╭─ Text section

It is thus clear that before the Court passes order restraining encashment of bank guarantee, the evidence must be clear that a fraud had been committed by the beneficiary of the bank guarantee and that the Bank had knowledge of such fraud after minimal investigation and it will also not be sufficient if the Bank's knowledge rests merely on the uncorroborated statement of the customer. This position of law with regard to the nature of fraud and the evidence of not only the fact of fraud but also the knowledge of the Bank about the fraud as discussed in the judgment of K. Jagannatha Shetty, J. in U. P. Co-operative Federation Ltd. v. Singh Consultants and Engineers (P) Ltd. (supra) and in the statement of Sir John Donaldson, M. R. in Bolivinter Oil S.A. v. Chase Manhattan Bank (supra) has also been discussed and approved by the Supreme Court in U. P. State Sugar Corporation v. Sumac International Ltd. (supra). The law that not only evidence of the fact of fraud but also of the knowledge of the Bank about the fraud must be adduced before the Court to obtain an injunction against encashment of bank guarantee has also been dealt with in a recent decision of the Supreme Court in Federal Bank Ltd. v. V. M. Jog Engineering Ltd. (supra). Paragraphs 56 and 57 of the said judgment of the Supreme Court in Federal Bank Ltd. v. V. M. Jog Engineering Ltd. (supra) are quoted herein below (at page 3179) :

'56. Decided cases hold that in order to obtain an injunction against the issuing bank, it is necessary to prove that the bank had knowledge of the fraud.

╰─
╭─ Source material

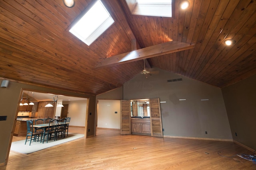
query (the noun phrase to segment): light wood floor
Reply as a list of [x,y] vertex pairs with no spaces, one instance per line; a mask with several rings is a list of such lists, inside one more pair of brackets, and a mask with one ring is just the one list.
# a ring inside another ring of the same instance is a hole
[[[69,132],[82,133],[70,127]],[[13,141],[24,137],[14,137]],[[0,170],[255,170],[252,161],[236,156],[252,152],[230,142],[139,135],[120,135],[98,129],[96,136],[80,138],[28,154],[11,151]]]

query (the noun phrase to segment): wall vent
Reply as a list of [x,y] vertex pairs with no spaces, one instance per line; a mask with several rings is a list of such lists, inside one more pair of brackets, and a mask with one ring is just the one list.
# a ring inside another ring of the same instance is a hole
[[177,79],[172,79],[172,80],[167,80],[167,82],[170,83],[170,82],[177,82],[178,81],[182,81],[182,78],[177,78]]

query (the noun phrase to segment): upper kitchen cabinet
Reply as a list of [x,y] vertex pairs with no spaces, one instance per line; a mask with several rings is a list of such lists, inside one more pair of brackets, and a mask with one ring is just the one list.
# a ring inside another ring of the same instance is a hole
[[23,105],[19,106],[19,111],[32,111],[33,105]]

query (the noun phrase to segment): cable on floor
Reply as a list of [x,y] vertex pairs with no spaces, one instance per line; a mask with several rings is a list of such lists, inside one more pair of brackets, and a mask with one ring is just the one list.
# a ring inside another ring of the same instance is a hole
[[254,154],[254,155],[240,153],[240,154],[234,154],[234,155],[229,156],[222,155],[221,154],[220,154],[220,153],[222,153],[222,152],[221,151],[218,151],[217,153],[219,155],[223,157],[226,157],[226,158],[233,158],[236,156],[238,156],[240,158],[246,159],[246,160],[252,161],[253,162],[254,164],[256,164],[256,150],[254,151],[253,152]]

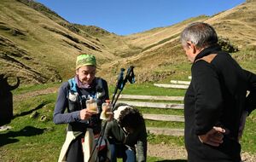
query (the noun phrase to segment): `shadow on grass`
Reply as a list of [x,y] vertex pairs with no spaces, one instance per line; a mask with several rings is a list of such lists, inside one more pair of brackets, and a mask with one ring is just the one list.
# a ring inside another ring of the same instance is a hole
[[15,119],[17,117],[22,117],[22,116],[25,116],[25,115],[28,115],[32,113],[33,113],[34,111],[36,110],[38,110],[40,108],[42,108],[44,105],[49,103],[49,101],[44,101],[43,103],[41,103],[40,105],[38,105],[38,107],[36,107],[35,108],[32,109],[32,110],[29,110],[29,111],[26,111],[26,112],[22,112],[20,114],[16,114],[13,117],[13,119]]
[[159,160],[156,162],[187,162],[186,159],[164,159],[164,160]]
[[32,126],[26,126],[19,131],[9,131],[5,134],[0,134],[0,147],[19,142],[19,140],[15,137],[41,135],[44,133],[44,130],[45,129],[35,128]]

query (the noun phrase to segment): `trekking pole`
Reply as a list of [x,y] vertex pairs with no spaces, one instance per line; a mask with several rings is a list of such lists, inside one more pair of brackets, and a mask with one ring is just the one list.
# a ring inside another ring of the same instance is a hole
[[113,96],[112,96],[112,101],[111,101],[112,104],[113,104],[113,102],[114,101],[115,95],[116,95],[118,90],[120,90],[123,87],[124,72],[125,72],[125,69],[124,69],[124,68],[120,69],[120,73],[119,73],[119,75],[118,77],[118,81],[117,81],[117,84],[116,84],[116,86],[115,86],[115,89],[114,89],[114,91],[113,91]]
[[[129,69],[130,68],[131,68],[131,67],[129,67]],[[133,68],[134,68],[134,67],[132,67],[132,73],[133,73]],[[126,73],[126,76],[125,76],[125,79],[124,79],[123,76],[124,76],[124,72],[125,71],[125,69],[124,69],[124,68],[120,69],[120,73],[119,73],[119,75],[118,77],[118,81],[117,81],[116,87],[115,87],[114,92],[113,94],[112,101],[111,101],[111,103],[113,104],[112,111],[113,111],[113,107],[114,107],[114,105],[115,105],[115,103],[116,103],[116,101],[117,101],[117,100],[118,100],[118,98],[119,98],[121,91],[123,90],[125,84],[125,83],[124,84],[124,80],[125,80],[125,82],[127,82],[127,79],[128,79],[127,76],[131,75],[130,72],[131,71],[129,70],[129,69],[127,70],[127,73]],[[128,74],[128,72],[129,72],[129,74]],[[134,77],[134,74],[133,74],[133,77]],[[130,80],[130,79],[128,79],[128,80]],[[130,83],[131,83],[131,82],[130,82]],[[117,94],[118,90],[119,90],[117,97],[115,98],[115,95]],[[101,144],[102,144],[102,139],[103,139],[102,137],[103,137],[106,127],[107,127],[107,122],[104,123],[103,128],[102,128],[102,130],[100,132],[99,137],[98,137],[98,139],[96,141],[96,145],[95,145],[95,147],[94,147],[94,148],[92,150],[91,155],[93,155],[93,153],[96,150],[96,146],[98,146],[98,148],[101,147]],[[101,136],[102,136],[102,138],[101,138]],[[99,142],[99,141],[100,141],[100,142]],[[92,156],[90,157],[88,162],[90,162],[90,160],[91,158],[92,158]],[[95,161],[96,161],[97,158],[98,158],[98,152],[97,152],[97,155],[96,156]]]
[[121,85],[119,86],[119,92],[118,93],[118,95],[117,95],[116,99],[113,98],[112,100],[113,107],[114,107],[115,103],[117,102],[117,101],[119,99],[119,96],[121,94],[122,90],[124,90],[124,87],[125,87],[126,82],[129,81],[131,84],[135,83],[135,75],[134,75],[134,72],[133,72],[133,68],[134,68],[133,66],[130,66],[130,67],[128,68],[125,78],[123,80]]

╰─

• **What to work on**
1. Condense the paragraph of the excerpt on bank guarantees that begins "It is thus clear that before the Court passes order" into a bulleted list of its main points.
2. Extract every line of the rows that contains the word "noun".
The excerpt on bank guarantees and the rows were taken from unrelated sources.

• **Solutions to the exercise**
1.
- Before a court restrains encashment of a bank guarantee, there must be clear evidence that the beneficiary of the guarantee committed a fraud.
- There must also be evidence that the Bank knew of the fraud after minimal investigation.
- The Bank's knowledge is not sufficient if it rests only on the customer's uncorroborated statement.
- This position was set out by K. Jagannatha Shetty, J. in U. P. Co-operative Federation Ltd. v. Singh Consultants and Engineers (P) Ltd. and by Sir John Donaldson, M. R. in Bolivinter Oil S.A. v. Chase Manhattan Bank.
- The Supreme Court discussed and approved it in U. P. State Sugar Corporation v. Sumac International Ltd.
- The Supreme Court dealt with the same rule recently in Federal Bank Ltd. v. V. M. Jog Engineering Ltd., and paragraphs 56 and 57 of that judgment (at page 3179) are quoted.

2.
query (the noun phrase to segment): light wood floor
query (the noun phrase to segment): wall vent
query (the noun phrase to segment): upper kitchen cabinet
query (the noun phrase to segment): cable on floor
query (the noun phrase to segment): `shadow on grass`
query (the noun phrase to segment): `trekking pole`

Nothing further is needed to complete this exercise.